Claro que o TDMA também sofre tendo que dividir o tempo que ele tem para troca de informações, e ele também sofre de "problemas", se você setar AirMax Priority de forma errada, vai acabar prejudicando os outros equipamentos que terão que esperar mais tempo até chegar a sua vez na transmissão. Dessa forma podemos entender porque o TDMA tem a latência mais alta, ele está ordenando em janelas de tempo os dispositivos, quanto mais dispositivos na teoria, maior a latência, mas isso é algo que deve ser de uma forma geral, afinal todos estão compartilhando tempo, diferente do CSMA que tem um jitter muito maior.

Pense assim, sem usar TDMA você tem uma quantia total de banda, vamos supor que seja 30Mb, para compartilhar entre todos, mas acaba se degradando e começa a ficar ruim para todos os equipamentos conectados.

> Instruções das tarefas
• a. No trecho sobre TDMA, que valor de banda total é dado como suposição?
• b. Extraia do trecho sobre TDMA a parte que vai de "Pense assim, sem" até "os equipamentos conectados.", com as duas pontas incluídas.

> Listagem fornecida
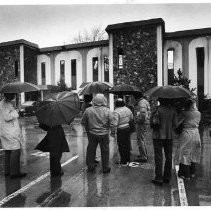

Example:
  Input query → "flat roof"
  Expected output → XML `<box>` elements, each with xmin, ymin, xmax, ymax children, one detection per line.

<box><xmin>0</xmin><ymin>39</ymin><xmax>39</xmax><ymax>49</ymax></box>
<box><xmin>105</xmin><ymin>18</ymin><xmax>164</xmax><ymax>32</ymax></box>
<box><xmin>165</xmin><ymin>28</ymin><xmax>211</xmax><ymax>39</ymax></box>
<box><xmin>40</xmin><ymin>40</ymin><xmax>109</xmax><ymax>53</ymax></box>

> Respostas
• a. 30Mb.

• b.
Pense assim, sem usar TDMA você tem uma quantia total de banda, vamos supor que seja 30Mb, para compartilhar entre todos, mas acaba se degradando e começa a ficar ruim para todos os equipamentos conectados.